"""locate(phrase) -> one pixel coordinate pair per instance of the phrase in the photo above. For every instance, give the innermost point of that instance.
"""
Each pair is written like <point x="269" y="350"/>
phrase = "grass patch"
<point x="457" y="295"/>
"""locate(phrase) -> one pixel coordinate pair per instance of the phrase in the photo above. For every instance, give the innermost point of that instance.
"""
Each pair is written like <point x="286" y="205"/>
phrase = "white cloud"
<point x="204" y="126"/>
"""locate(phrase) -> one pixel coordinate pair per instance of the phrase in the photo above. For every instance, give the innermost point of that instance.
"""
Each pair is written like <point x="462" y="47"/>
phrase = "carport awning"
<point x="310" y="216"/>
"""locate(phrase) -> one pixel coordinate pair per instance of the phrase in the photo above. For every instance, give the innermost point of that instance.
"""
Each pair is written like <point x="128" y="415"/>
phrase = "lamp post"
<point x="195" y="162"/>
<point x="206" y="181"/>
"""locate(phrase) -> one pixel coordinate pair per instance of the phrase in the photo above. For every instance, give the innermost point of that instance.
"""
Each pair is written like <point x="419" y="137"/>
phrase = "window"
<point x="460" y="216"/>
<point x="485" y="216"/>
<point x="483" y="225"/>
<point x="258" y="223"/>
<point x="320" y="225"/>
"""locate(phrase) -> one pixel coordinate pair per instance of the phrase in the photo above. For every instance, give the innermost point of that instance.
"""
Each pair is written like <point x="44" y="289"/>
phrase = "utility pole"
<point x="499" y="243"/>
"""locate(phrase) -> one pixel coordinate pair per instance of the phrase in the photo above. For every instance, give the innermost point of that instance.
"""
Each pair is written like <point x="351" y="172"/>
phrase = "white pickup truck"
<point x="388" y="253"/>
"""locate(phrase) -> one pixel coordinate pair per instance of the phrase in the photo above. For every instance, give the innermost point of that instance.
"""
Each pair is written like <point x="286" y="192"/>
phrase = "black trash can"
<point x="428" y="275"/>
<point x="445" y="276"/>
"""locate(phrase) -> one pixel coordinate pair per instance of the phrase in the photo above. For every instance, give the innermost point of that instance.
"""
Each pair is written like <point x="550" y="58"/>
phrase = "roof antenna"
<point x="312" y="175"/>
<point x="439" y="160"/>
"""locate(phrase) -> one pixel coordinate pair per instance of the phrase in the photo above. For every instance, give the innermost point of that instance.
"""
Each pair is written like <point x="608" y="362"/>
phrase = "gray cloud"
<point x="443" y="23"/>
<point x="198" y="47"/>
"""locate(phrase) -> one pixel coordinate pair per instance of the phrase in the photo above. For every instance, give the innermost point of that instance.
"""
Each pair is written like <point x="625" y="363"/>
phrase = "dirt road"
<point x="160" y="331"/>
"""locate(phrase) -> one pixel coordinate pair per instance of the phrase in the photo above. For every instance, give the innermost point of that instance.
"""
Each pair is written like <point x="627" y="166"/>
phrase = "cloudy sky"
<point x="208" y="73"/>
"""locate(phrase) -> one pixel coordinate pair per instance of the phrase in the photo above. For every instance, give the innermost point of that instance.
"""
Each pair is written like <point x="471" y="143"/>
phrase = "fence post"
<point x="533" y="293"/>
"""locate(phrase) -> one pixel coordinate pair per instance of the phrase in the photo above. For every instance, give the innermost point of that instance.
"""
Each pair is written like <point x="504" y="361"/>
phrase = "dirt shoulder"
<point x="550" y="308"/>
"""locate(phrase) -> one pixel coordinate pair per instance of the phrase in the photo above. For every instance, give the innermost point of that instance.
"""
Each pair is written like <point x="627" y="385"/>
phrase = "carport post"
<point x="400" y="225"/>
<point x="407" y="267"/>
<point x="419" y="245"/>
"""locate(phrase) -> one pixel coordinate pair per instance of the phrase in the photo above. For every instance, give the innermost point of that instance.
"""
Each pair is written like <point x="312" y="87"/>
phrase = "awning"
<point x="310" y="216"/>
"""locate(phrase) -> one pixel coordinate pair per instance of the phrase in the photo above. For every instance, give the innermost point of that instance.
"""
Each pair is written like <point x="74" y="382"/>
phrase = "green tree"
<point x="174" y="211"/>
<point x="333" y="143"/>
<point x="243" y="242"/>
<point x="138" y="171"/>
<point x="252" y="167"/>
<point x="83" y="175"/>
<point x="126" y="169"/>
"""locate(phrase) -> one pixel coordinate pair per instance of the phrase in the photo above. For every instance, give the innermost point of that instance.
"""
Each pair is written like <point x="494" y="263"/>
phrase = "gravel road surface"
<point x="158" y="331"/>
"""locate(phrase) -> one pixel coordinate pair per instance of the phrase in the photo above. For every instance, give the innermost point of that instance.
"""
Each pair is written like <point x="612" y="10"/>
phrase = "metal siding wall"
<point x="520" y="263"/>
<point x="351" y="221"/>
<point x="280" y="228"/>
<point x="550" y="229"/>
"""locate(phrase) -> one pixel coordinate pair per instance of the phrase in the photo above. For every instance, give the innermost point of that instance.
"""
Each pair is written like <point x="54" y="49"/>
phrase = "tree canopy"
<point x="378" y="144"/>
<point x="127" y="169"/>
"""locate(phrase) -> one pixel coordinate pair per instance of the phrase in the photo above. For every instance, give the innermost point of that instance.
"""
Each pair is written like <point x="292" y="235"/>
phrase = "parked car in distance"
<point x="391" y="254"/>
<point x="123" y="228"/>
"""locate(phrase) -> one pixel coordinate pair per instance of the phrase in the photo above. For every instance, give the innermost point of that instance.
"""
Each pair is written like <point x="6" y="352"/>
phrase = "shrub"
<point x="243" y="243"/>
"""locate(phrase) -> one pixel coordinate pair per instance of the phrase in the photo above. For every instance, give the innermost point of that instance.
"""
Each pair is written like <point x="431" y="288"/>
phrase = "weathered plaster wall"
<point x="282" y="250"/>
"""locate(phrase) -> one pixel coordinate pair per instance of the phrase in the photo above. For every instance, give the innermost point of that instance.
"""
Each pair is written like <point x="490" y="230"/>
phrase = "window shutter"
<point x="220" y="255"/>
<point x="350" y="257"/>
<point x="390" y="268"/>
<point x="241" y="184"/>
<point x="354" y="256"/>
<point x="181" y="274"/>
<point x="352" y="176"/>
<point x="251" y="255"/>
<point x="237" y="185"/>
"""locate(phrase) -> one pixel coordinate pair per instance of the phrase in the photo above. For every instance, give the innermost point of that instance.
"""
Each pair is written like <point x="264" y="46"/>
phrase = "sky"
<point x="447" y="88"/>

■ ■ ■ ■

Every record above needs to be repeated word for word.

EXERCISE ANSWER.
"""locate(phrase) -> one pixel coordinate pair per instance of the phrase in the photo above. For every instance, give the innermost point of that instance.
"""
Each pair is written like <point x="269" y="350"/>
phrase = "grass patch"
<point x="457" y="295"/>
"""locate(phrase) -> one pixel coordinate pair per instance of the phrase in the photo above. For every instance, give the innermost point of that instance.
"""
Each pair is written like <point x="286" y="205"/>
phrase = "white cloud"
<point x="204" y="126"/>
"""locate(phrase) -> one pixel coordinate pair per instance of the phrase in the photo above. For every instance, give the innermost point of that instance.
"""
Each pair is written like <point x="462" y="47"/>
phrase = "carport awning"
<point x="310" y="216"/>
"""locate(phrase) -> one pixel coordinate pair per instance of the phrase in the photo above. For every instance, give the innermost point of that instance.
"""
Each pair is written like <point x="128" y="415"/>
phrase = "lamp post"
<point x="195" y="162"/>
<point x="206" y="181"/>
"""locate(phrase) -> one pixel coordinate pair per instance of the phrase in the photo above. For every instance, give the innermost point of that instance.
"""
Each pair is written like <point x="419" y="137"/>
phrase = "window"
<point x="460" y="216"/>
<point x="485" y="216"/>
<point x="483" y="225"/>
<point x="258" y="223"/>
<point x="320" y="225"/>
"""locate(phrase) -> one pixel coordinate pair per instance of the phrase in the photo above. For every instance, give the innermost point of that instance.
"""
Each pair is written like <point x="44" y="289"/>
phrase = "utility pole"
<point x="499" y="243"/>
"""locate(phrase) -> one pixel coordinate pair per instance of the phrase in the photo above. For every instance, give the innermost point of that instance.
"""
Each pair is written like <point x="351" y="172"/>
phrase = "white pickup truck"
<point x="388" y="253"/>
"""locate(phrase) -> one pixel coordinate pair per instance of the phrase in the photo above. For every instance, give the innermost point of that instance.
"""
Each pair is written like <point x="286" y="192"/>
phrase = "black trash can"
<point x="428" y="275"/>
<point x="445" y="276"/>
"""locate(phrase) -> one pixel coordinate pair per instance of the phrase in the photo above. For every instance, give the innermost point of that instance.
"""
Each pair is written like <point x="550" y="58"/>
phrase = "roof antenna"
<point x="312" y="175"/>
<point x="439" y="160"/>
"""locate(phrase) -> one pixel coordinate pair per instance of the phrase in the photo above. For every instance, give the innermost point of that instance.
"""
Each pair is written like <point x="608" y="362"/>
phrase = "gray cloud"
<point x="443" y="23"/>
<point x="198" y="47"/>
"""locate(phrase) -> one pixel coordinate pair per instance of the phrase in the photo above. For every instance, give the innermost point of that instance.
"""
Each pair is written like <point x="625" y="363"/>
phrase = "dirt road"
<point x="160" y="331"/>
"""locate(phrase) -> one pixel coordinate pair per instance of the phrase in the photo above. For every instance, give the innermost point of that instance.
"""
Each pair is written like <point x="627" y="166"/>
phrase = "cloudy sky"
<point x="208" y="73"/>
"""locate(phrase) -> one pixel coordinate pair per instance of the phrase in the photo above. For every instance, give the innermost point of that instance.
"""
Each pair is written like <point x="471" y="143"/>
phrase = "fence post"
<point x="533" y="293"/>
"""locate(phrase) -> one pixel coordinate pair per instance of the phrase in the photo above. For every instance, give the innermost point of that instance.
"""
Each pair is written like <point x="504" y="361"/>
phrase = "dirt shoulder"
<point x="550" y="308"/>
"""locate(phrase) -> one pixel coordinate pair per instance of the phrase in the photo above. For every instance, give the innermost point of that instance.
"""
Each pair is written like <point x="627" y="385"/>
phrase = "carport post"
<point x="400" y="225"/>
<point x="407" y="267"/>
<point x="419" y="245"/>
"""locate(phrase) -> one pixel coordinate pair per instance of the phrase in the photo above. For every instance, give the innermost point of that instance.
"""
Each pair is written like <point x="312" y="87"/>
phrase = "awning"
<point x="310" y="216"/>
"""locate(phrase) -> one pixel coordinate pair per instance of the phrase in the photo above. For every instance, give the innermost point of that instance.
"""
Each pair is written like <point x="74" y="382"/>
phrase = "green tree"
<point x="174" y="211"/>
<point x="333" y="143"/>
<point x="243" y="242"/>
<point x="138" y="171"/>
<point x="252" y="167"/>
<point x="83" y="175"/>
<point x="126" y="169"/>
"""locate(phrase) -> one pixel coordinate pair per instance of the phrase in the photo above. For every instance, give the innermost point of that instance.
"""
Each pair is written like <point x="494" y="263"/>
phrase = "gravel road surface"
<point x="158" y="331"/>
"""locate(phrase) -> one pixel coordinate pair per instance of the phrase in the photo above. For every instance, give the innermost point of that instance.
"""
Each pair is written like <point x="612" y="10"/>
phrase = "metal siding wall"
<point x="520" y="263"/>
<point x="351" y="221"/>
<point x="280" y="228"/>
<point x="550" y="229"/>
"""locate(phrase) -> one pixel coordinate pair per instance of the phrase in the photo above. For every instance, give the innermost point of that instance.
"""
Each pair is written like <point x="54" y="49"/>
phrase = "tree canopy"
<point x="378" y="144"/>
<point x="127" y="169"/>
"""locate(phrase) -> one pixel coordinate pair per instance of the phrase in the photo above. For every instance, give the innermost point of that instance.
"""
Each pair is written like <point x="292" y="235"/>
phrase = "parked car in distance"
<point x="391" y="254"/>
<point x="123" y="228"/>
"""locate(phrase) -> one pixel coordinate pair per instance of the phrase in the photo above. For every instance, give the innermost point of that instance.
"""
Each pair is written like <point x="6" y="352"/>
phrase = "shrub"
<point x="243" y="243"/>
"""locate(phrase) -> one pixel coordinate pair per instance of the phrase in the photo above. For every instance, give the innermost point of that instance.
"""
Each pair is written like <point x="431" y="288"/>
phrase = "weathered plaster wall"
<point x="282" y="250"/>
"""locate(phrase) -> one pixel coordinate pair per instance of the phrase in the photo above. For every instance, give the innermost point of that instance.
"""
Each pair is written like <point x="490" y="230"/>
phrase = "window shutter"
<point x="220" y="255"/>
<point x="350" y="257"/>
<point x="390" y="268"/>
<point x="241" y="184"/>
<point x="354" y="256"/>
<point x="181" y="274"/>
<point x="352" y="176"/>
<point x="251" y="255"/>
<point x="237" y="185"/>
"""locate(phrase) -> one pixel coordinate pair per instance of the phrase in the photo above. For every instance, give the innermost point of that instance.
"""
Each pair is written like <point x="264" y="46"/>
phrase = "sky"
<point x="447" y="88"/>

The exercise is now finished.